[start DATASET]
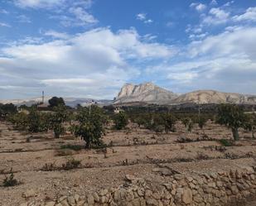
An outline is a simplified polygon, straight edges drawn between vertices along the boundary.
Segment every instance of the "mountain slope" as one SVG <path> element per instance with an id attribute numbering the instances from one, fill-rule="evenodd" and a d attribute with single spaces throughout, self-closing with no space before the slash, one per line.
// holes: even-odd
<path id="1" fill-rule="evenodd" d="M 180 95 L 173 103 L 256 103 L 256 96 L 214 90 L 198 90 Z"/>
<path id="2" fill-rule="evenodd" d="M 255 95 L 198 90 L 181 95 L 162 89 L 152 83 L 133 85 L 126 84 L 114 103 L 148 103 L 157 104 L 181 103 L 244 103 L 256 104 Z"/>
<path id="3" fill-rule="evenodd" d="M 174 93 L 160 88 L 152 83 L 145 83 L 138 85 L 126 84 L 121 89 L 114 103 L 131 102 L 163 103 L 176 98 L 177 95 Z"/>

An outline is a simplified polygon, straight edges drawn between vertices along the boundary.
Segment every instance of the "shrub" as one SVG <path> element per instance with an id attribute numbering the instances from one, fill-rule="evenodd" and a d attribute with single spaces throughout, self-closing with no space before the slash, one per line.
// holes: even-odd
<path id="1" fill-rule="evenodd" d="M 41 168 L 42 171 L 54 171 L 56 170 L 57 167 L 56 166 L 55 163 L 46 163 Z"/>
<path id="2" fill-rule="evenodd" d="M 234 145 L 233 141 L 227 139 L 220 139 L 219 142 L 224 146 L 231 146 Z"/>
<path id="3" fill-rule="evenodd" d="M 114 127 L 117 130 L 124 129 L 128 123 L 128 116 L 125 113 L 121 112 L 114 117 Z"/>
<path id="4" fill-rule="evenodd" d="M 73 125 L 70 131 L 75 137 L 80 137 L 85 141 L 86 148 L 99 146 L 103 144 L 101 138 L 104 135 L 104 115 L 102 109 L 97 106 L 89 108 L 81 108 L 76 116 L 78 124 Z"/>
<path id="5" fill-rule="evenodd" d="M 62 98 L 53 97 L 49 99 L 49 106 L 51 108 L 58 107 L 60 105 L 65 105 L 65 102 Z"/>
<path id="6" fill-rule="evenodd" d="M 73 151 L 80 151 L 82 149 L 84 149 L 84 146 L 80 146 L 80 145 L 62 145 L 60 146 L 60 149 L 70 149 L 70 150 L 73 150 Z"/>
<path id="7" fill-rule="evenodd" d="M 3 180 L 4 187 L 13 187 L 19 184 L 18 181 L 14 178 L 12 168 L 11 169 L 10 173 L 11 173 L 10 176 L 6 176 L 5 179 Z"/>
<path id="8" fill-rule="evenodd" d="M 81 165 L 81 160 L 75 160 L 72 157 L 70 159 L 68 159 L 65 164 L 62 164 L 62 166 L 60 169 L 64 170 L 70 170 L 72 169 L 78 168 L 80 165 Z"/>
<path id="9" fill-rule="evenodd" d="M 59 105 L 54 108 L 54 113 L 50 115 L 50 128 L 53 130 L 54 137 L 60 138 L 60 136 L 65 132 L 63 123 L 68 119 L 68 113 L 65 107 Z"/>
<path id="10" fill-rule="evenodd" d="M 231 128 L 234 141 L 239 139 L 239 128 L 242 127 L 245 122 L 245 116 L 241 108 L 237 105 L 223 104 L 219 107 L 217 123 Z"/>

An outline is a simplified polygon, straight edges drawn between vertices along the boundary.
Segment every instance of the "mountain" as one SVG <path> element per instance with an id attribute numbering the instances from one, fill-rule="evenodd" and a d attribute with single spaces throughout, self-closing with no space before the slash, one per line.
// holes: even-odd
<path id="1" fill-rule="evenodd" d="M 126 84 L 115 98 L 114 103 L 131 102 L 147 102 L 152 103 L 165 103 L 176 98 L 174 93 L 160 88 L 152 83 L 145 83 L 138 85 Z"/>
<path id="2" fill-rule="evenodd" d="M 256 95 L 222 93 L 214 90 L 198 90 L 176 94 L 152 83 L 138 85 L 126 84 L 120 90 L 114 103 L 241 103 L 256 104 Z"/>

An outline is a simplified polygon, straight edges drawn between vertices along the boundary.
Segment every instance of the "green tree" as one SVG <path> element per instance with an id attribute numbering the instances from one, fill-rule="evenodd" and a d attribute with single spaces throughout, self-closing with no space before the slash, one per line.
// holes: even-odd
[end DATASET]
[start DATASET]
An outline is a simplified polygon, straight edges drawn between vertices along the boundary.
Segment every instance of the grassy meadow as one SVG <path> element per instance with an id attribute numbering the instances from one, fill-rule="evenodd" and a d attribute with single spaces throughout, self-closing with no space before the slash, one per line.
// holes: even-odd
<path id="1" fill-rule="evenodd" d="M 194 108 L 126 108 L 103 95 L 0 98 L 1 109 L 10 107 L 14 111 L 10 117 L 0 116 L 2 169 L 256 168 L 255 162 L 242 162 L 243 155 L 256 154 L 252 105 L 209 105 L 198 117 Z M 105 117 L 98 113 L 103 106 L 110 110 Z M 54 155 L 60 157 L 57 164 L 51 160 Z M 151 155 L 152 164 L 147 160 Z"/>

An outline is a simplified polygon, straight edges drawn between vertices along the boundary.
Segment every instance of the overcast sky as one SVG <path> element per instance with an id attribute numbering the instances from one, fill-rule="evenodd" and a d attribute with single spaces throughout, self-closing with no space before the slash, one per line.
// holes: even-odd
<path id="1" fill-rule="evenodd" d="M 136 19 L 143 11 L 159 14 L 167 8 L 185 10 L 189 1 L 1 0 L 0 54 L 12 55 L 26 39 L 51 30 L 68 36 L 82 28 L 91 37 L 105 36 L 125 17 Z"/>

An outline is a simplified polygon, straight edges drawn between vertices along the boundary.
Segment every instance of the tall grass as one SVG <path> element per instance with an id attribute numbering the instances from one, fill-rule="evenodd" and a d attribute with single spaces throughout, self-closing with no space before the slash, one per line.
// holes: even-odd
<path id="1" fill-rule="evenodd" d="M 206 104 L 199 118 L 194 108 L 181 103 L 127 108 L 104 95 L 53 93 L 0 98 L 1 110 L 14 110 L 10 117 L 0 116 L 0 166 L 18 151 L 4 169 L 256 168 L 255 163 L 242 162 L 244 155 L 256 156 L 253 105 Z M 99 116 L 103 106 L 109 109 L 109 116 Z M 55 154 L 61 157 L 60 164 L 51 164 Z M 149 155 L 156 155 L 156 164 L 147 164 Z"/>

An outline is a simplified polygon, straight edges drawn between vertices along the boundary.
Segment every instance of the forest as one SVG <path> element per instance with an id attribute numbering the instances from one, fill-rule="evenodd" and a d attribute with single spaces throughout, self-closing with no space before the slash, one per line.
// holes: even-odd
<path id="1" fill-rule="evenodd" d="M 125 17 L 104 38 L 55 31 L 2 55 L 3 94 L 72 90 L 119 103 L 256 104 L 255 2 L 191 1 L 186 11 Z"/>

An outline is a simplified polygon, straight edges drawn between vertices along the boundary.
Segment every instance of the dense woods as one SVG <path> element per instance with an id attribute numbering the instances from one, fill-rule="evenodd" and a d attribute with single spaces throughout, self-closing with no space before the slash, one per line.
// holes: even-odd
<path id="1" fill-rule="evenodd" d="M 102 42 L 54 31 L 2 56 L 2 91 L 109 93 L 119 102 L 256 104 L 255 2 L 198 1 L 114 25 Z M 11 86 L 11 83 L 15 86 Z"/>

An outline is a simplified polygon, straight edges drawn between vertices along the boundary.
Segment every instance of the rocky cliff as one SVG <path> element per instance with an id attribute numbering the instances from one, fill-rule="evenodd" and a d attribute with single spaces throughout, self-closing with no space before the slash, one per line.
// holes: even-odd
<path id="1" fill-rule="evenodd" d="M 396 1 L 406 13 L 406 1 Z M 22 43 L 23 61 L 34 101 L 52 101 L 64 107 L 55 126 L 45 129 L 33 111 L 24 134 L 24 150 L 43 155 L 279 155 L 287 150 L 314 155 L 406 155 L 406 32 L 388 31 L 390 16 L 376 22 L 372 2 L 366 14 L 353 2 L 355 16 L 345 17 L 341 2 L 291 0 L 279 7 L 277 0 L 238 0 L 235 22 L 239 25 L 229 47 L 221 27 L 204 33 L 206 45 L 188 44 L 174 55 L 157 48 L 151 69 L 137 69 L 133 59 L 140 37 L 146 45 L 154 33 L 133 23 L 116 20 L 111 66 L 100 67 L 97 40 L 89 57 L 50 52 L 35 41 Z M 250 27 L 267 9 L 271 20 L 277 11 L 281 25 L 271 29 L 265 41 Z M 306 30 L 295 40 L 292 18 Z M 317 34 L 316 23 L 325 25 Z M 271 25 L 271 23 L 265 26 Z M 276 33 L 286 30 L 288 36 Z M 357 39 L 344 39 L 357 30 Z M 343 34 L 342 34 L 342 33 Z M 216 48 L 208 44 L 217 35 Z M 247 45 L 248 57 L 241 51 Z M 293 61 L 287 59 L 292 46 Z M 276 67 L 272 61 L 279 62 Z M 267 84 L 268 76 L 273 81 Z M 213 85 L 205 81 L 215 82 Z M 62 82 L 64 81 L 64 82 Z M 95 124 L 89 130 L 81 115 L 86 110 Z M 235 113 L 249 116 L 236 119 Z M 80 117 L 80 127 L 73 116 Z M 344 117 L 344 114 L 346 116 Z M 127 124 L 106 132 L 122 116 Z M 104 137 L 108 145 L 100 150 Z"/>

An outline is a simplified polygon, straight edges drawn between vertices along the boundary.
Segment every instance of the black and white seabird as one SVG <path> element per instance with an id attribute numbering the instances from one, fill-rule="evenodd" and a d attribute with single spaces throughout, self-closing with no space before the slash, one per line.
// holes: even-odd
[end DATASET]
## YOUR INSTRUCTIONS:
Which lines in the material above contain the word "mountain"? Copy each of those lines in full, matching case exactly.

## THE RESPONSE:
Segment every instance of the "mountain slope" as one SVG <path> element per instance with an id attribute numbering the instances from one, fill-rule="evenodd" and a d attribute with single spaces throughout, self-closing with no space before the slash, one per line.
Segment every instance of the "mountain" as one SVG <path> element per instance with an id attribute numbering the instances from one, fill-rule="evenodd" and a d attribute with single spaces throughout, self-closing with no space before the slash, one per line.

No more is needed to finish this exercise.